▸ RECORDS SUPPLIED
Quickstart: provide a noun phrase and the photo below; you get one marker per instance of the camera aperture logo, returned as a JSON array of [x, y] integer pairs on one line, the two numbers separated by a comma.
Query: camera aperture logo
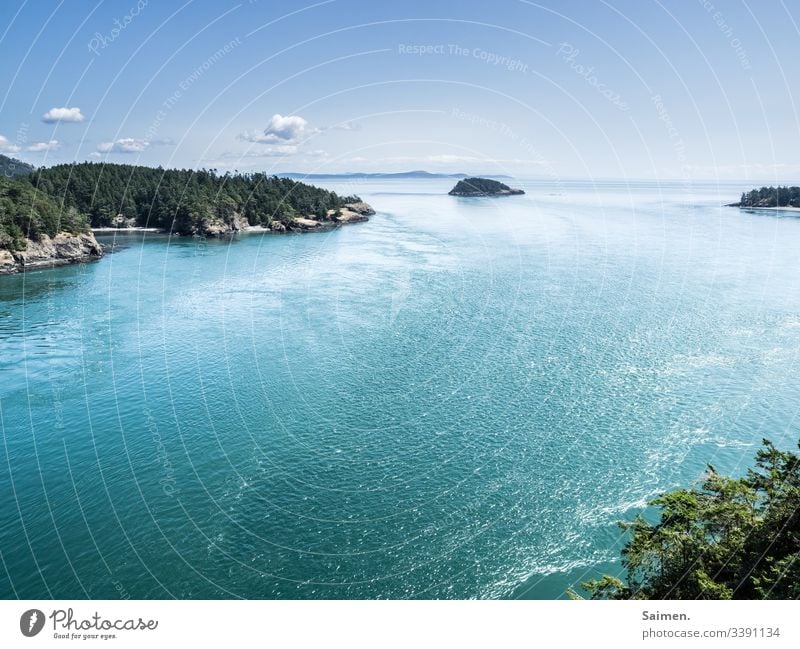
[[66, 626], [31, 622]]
...
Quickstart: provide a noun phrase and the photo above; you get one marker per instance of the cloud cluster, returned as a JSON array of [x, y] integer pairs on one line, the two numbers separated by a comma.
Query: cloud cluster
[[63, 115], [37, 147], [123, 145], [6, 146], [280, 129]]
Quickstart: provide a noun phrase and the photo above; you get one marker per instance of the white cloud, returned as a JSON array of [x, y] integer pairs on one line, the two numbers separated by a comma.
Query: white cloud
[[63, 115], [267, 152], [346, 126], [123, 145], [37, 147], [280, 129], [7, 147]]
* * *
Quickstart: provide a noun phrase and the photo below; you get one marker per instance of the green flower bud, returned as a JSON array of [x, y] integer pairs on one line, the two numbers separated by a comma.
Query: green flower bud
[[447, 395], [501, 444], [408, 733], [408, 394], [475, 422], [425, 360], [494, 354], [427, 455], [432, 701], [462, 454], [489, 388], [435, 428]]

▸ WHAT YOU WILL DO
List every line of the records that contains the word "camera", copying each line in full.

▸ EXERCISE RESULT
Quickstart: provide a noun phrase and the photo below; you get one marker per instance of the camera aperture logo, returned as a JSON array of [x, y] integer pairs on one line, the two numbers separated by a comma.
Query: camera aperture logo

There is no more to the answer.